DO THIS → Collect every line of the records below that contains the word "instance", and copy each of those lines in full.
— Start of RECORDED INFORMATION —
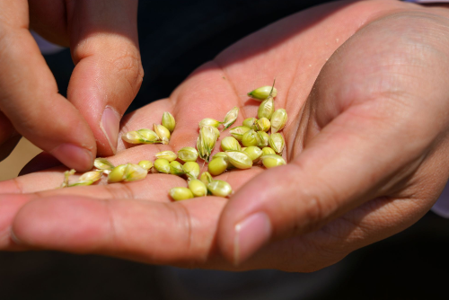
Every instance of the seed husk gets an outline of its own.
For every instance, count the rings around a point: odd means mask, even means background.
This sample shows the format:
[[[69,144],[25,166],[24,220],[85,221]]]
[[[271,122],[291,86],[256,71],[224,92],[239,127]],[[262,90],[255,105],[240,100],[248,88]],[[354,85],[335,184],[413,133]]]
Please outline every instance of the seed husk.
— End of RECORDED INFORMATION —
ANSWER →
Every instance of the seed husk gets an outline of its own.
For every instance, count the rings around a point: odd means mask, even means background.
Please outline every instance of the seed husk.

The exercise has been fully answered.